**The task:** Retype the listing below line for line, with no changes.

**Pointing records for named objects:**

________________________

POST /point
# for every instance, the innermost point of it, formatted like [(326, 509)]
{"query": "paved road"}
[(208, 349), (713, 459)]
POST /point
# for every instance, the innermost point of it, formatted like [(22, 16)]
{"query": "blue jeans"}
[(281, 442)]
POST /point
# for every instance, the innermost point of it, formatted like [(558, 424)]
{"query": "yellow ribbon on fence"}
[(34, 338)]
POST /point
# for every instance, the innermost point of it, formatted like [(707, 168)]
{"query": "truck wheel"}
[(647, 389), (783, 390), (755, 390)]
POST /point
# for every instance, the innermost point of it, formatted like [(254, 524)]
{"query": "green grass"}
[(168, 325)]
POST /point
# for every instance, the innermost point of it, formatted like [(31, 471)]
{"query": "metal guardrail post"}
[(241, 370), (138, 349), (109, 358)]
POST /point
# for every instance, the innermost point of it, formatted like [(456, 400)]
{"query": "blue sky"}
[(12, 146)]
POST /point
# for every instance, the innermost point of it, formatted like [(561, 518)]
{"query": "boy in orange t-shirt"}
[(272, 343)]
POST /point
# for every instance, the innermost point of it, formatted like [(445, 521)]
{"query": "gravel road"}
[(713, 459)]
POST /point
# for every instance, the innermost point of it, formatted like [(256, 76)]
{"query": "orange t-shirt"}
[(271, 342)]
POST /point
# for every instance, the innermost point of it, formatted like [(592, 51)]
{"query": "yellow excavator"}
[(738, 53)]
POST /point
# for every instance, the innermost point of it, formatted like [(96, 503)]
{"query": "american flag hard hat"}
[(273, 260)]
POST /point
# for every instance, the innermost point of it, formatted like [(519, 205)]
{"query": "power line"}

________________________

**Written solution:**
POST /point
# for every instance, the innermost point of it, formatted like [(326, 509)]
{"query": "paved road"}
[(208, 349), (713, 459)]
POST /point
# for every instance, the innermost point of it, formatted like [(22, 16)]
{"query": "blue jeans"}
[(281, 442)]
POST /point
# for every instance, the innermost point of it, formatted like [(558, 424)]
{"query": "yellow ribbon on fence"}
[(34, 338)]
POST /point
# for every instance, the innermost point of it, formatted like [(707, 168)]
{"query": "truck wheel"}
[(647, 389), (783, 390), (755, 390)]
POST /point
# for every instance, the innermost point of it, formatted like [(254, 524)]
{"query": "green grass"}
[(168, 325)]
POST /point
# for every instance, the innermost point of it, formatted like [(31, 471)]
{"query": "metal guardrail post"}
[(241, 370), (138, 349), (109, 358)]
POST /point
# for every instance, the innermost point of it, formatted like [(456, 400)]
{"query": "blue sky"}
[(12, 146)]
POST /point
# for every instance, the innermost point of it, formatted like [(561, 518)]
{"query": "boy in orange t-shirt"}
[(272, 343)]
POST /point
# for every instance, the innermost point of it, formatted like [(445, 521)]
{"query": "gravel road"}
[(713, 459)]
POST /point
# for every instance, the innermost point of it, formatted like [(256, 76)]
{"query": "orange t-shirt"}
[(271, 342)]
POST /point
# for every instance, the innermost point of it, formatted like [(592, 51)]
{"query": "yellow excavator"}
[(738, 53)]
POST /point
# for every instance, the innermost point of it, formatted like [(96, 503)]
{"query": "american flag hard hat"}
[(273, 260)]
POST /point
# for every instance, the innermost point of it, formatted like [(519, 205)]
{"query": "power line"}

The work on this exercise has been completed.